-- begin SUPPLIED RECORDS --

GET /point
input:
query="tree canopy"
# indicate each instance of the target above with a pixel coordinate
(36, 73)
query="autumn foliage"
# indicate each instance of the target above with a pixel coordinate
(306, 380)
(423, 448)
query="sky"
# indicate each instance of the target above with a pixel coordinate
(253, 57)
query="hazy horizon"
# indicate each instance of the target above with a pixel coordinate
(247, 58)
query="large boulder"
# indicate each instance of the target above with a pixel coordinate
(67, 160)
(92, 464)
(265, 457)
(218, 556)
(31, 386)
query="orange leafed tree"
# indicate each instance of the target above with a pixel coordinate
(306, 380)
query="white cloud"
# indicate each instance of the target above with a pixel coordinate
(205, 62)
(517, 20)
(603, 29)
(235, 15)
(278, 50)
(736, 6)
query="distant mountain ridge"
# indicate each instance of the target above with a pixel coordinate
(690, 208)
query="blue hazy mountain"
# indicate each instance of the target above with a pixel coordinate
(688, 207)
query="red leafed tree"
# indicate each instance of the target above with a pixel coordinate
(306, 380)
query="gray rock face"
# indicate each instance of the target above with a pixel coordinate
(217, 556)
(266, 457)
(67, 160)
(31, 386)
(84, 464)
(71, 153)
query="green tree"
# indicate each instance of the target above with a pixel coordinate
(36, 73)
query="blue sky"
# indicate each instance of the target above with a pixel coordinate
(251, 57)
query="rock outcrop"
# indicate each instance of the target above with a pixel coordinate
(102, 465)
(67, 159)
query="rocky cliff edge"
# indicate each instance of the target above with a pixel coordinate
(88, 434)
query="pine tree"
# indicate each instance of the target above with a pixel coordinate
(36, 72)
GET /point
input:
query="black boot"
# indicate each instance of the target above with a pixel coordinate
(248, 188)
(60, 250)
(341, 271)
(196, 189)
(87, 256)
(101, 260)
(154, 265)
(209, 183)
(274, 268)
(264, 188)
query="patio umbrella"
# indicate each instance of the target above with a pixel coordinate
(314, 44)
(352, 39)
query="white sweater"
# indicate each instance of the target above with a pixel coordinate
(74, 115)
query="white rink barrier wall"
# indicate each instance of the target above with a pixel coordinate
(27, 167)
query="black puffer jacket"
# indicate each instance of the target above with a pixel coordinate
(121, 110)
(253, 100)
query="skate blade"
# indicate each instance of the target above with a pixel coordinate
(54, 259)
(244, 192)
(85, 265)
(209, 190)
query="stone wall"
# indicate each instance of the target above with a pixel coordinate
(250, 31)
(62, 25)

-- end SUPPLIED RECORDS --

— EXERCISE AIM —
Pick out every line in the rows above that contains the string "leafed", matching case exactly, and copy each one.

— RESPONSE TO THE EXERCISE —
query="orange leafed tree"
query="red leafed tree"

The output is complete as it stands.